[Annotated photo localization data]
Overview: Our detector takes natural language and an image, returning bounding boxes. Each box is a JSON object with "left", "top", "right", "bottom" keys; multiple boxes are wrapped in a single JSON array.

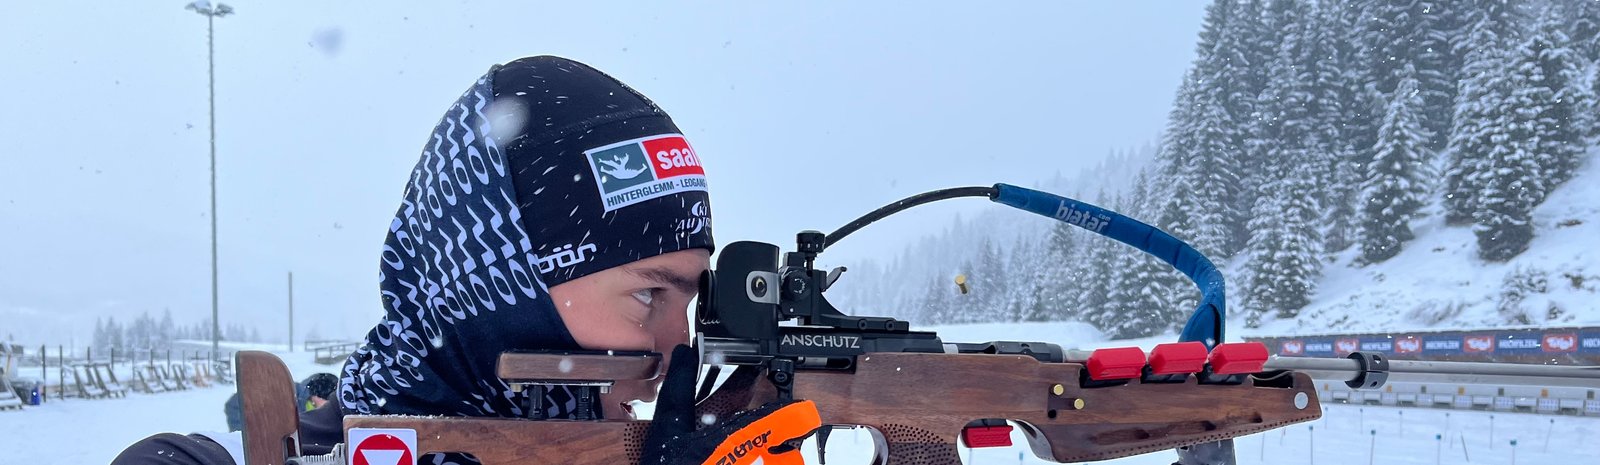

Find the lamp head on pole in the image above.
[{"left": 185, "top": 1, "right": 234, "bottom": 17}]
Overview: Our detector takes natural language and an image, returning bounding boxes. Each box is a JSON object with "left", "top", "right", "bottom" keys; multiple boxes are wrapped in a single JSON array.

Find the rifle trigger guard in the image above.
[{"left": 1344, "top": 351, "right": 1390, "bottom": 390}]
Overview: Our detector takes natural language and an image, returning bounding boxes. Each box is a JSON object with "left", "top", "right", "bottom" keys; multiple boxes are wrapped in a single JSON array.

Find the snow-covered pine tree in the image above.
[
  {"left": 1473, "top": 24, "right": 1565, "bottom": 262},
  {"left": 1496, "top": 265, "right": 1547, "bottom": 325},
  {"left": 1097, "top": 187, "right": 1174, "bottom": 339},
  {"left": 1312, "top": 0, "right": 1366, "bottom": 252},
  {"left": 1445, "top": 0, "right": 1524, "bottom": 224},
  {"left": 1025, "top": 222, "right": 1081, "bottom": 322},
  {"left": 1188, "top": 0, "right": 1253, "bottom": 259},
  {"left": 129, "top": 311, "right": 153, "bottom": 350},
  {"left": 1122, "top": 172, "right": 1187, "bottom": 337},
  {"left": 1551, "top": 0, "right": 1600, "bottom": 63},
  {"left": 1592, "top": 62, "right": 1600, "bottom": 141},
  {"left": 1241, "top": 0, "right": 1291, "bottom": 227},
  {"left": 107, "top": 317, "right": 124, "bottom": 350},
  {"left": 1150, "top": 73, "right": 1212, "bottom": 314},
  {"left": 1358, "top": 0, "right": 1459, "bottom": 152},
  {"left": 1521, "top": 13, "right": 1593, "bottom": 187},
  {"left": 1242, "top": 0, "right": 1324, "bottom": 327},
  {"left": 972, "top": 237, "right": 1009, "bottom": 322},
  {"left": 1185, "top": 93, "right": 1244, "bottom": 261},
  {"left": 1003, "top": 236, "right": 1037, "bottom": 322},
  {"left": 1153, "top": 73, "right": 1201, "bottom": 240},
  {"left": 93, "top": 317, "right": 107, "bottom": 351},
  {"left": 1076, "top": 191, "right": 1117, "bottom": 332},
  {"left": 1359, "top": 71, "right": 1431, "bottom": 264},
  {"left": 158, "top": 309, "right": 175, "bottom": 349},
  {"left": 1241, "top": 185, "right": 1284, "bottom": 328},
  {"left": 1241, "top": 163, "right": 1325, "bottom": 326}
]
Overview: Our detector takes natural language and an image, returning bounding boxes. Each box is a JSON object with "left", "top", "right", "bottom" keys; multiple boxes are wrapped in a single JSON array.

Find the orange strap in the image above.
[{"left": 700, "top": 401, "right": 822, "bottom": 465}]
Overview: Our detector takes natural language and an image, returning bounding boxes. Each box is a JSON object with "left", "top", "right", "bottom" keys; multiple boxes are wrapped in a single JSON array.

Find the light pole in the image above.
[{"left": 186, "top": 1, "right": 233, "bottom": 357}]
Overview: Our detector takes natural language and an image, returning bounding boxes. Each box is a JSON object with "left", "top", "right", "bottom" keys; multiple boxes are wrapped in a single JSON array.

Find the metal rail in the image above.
[{"left": 1265, "top": 356, "right": 1600, "bottom": 388}]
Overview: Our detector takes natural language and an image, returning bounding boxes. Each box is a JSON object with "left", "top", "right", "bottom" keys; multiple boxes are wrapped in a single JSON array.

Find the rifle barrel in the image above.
[{"left": 1264, "top": 357, "right": 1600, "bottom": 388}]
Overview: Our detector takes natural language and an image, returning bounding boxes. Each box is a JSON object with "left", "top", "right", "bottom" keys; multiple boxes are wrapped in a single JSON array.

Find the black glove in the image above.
[{"left": 640, "top": 345, "right": 821, "bottom": 465}]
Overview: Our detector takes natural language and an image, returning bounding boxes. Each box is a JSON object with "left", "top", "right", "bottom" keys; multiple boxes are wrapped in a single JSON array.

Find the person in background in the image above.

- **WHAT THE TASK ASKS**
Retype each line above exactly. Leave the images out.

- **RESPONSE TO THE TASK**
Overview: Our detector takes natural language and an image, returning bounding boxes. Each box is a JSON object with "left", "top", "right", "bottom" keys; multiple boxes are wrapped in a single JSON array.


Find the lamp head on pole in the image above.
[{"left": 185, "top": 1, "right": 234, "bottom": 17}]
Overview: Our detector takes natural language and an image, returning bounding boxes. Each box is a JSON object with "left", "top", "right", "bottom" keys; multiple boxes are wrapped in a single JSON array.

Find the rifle trigger guard in the image above.
[{"left": 1344, "top": 351, "right": 1390, "bottom": 390}]
Overview: Our detector takes natural language and an image, returning bounding boxes. Each box is a JSON object with "left", "top", "right", "bottom" keys; multiple boxes are wrapped in a single JSON array.

Find the snow-covered pine tree in the image above.
[
  {"left": 1473, "top": 24, "right": 1565, "bottom": 262},
  {"left": 1496, "top": 265, "right": 1547, "bottom": 325},
  {"left": 1097, "top": 187, "right": 1174, "bottom": 339},
  {"left": 1312, "top": 0, "right": 1366, "bottom": 252},
  {"left": 1445, "top": 0, "right": 1524, "bottom": 224},
  {"left": 1025, "top": 222, "right": 1081, "bottom": 322},
  {"left": 1188, "top": 0, "right": 1253, "bottom": 259},
  {"left": 129, "top": 311, "right": 153, "bottom": 350},
  {"left": 1122, "top": 172, "right": 1187, "bottom": 337},
  {"left": 1551, "top": 0, "right": 1600, "bottom": 63},
  {"left": 1592, "top": 62, "right": 1600, "bottom": 141},
  {"left": 1241, "top": 0, "right": 1291, "bottom": 227},
  {"left": 107, "top": 317, "right": 124, "bottom": 350},
  {"left": 1150, "top": 73, "right": 1212, "bottom": 314},
  {"left": 1358, "top": 0, "right": 1459, "bottom": 152},
  {"left": 1521, "top": 13, "right": 1593, "bottom": 187},
  {"left": 1242, "top": 0, "right": 1324, "bottom": 327},
  {"left": 972, "top": 237, "right": 1009, "bottom": 322},
  {"left": 1185, "top": 93, "right": 1244, "bottom": 261},
  {"left": 1003, "top": 236, "right": 1037, "bottom": 322},
  {"left": 1153, "top": 73, "right": 1201, "bottom": 240},
  {"left": 93, "top": 317, "right": 107, "bottom": 351},
  {"left": 1076, "top": 191, "right": 1117, "bottom": 332},
  {"left": 1359, "top": 71, "right": 1431, "bottom": 264},
  {"left": 158, "top": 309, "right": 175, "bottom": 349},
  {"left": 1241, "top": 185, "right": 1284, "bottom": 328},
  {"left": 1241, "top": 163, "right": 1325, "bottom": 326}
]
Overview: Our detector takes natural language and an image, returning bounding boxes. Each box is a JSON object with "left", "top", "right", "bottom" keys; multiple boxes are wrapped in a single JSON array.

Find the orange strap in the image above.
[{"left": 700, "top": 401, "right": 822, "bottom": 465}]
Overview: Our detector takes natural language and an image, returning bounding boxes. Each box is a JSON object with "left", "top", "right", "bottom" keys; multiple boxes are wrapped in a single JSON array.

Find the light pole in the image above.
[{"left": 186, "top": 1, "right": 233, "bottom": 357}]
Overview: Our detector takes natural language and an image, returning bounding boxes. Each box is a JSON object with "left", "top", "right", "bottom" keys; multiple boxes are wrapped in a single JSON array.

Find the metal rail in the image above.
[{"left": 1265, "top": 356, "right": 1600, "bottom": 388}]
Overview: Our detector takes natural language and an image, returning bounding boxes. Each box is a JSON object with "left", "top", "right", "bottom" keys; multiple boxes are wrapped in a single JSON array.

Find the rifle barrel in the image above.
[{"left": 1264, "top": 357, "right": 1600, "bottom": 388}]
Overview: Our detector takes natural language and an image, returning bounding boxes. Each box is a JSON object with "left", "top", "right", "bottom" keys; multiple boxes are wrapped in a single JSON array.

Find the black glove in the image above.
[{"left": 640, "top": 345, "right": 821, "bottom": 465}]
Overview: Our detector takes natural language and an image, returning bounding boxes. Each box is a JSON object with "left", "top", "right", "bottom" keys; multiple boxes are wrapped in a single JSON array.

Find the person in background in the image above.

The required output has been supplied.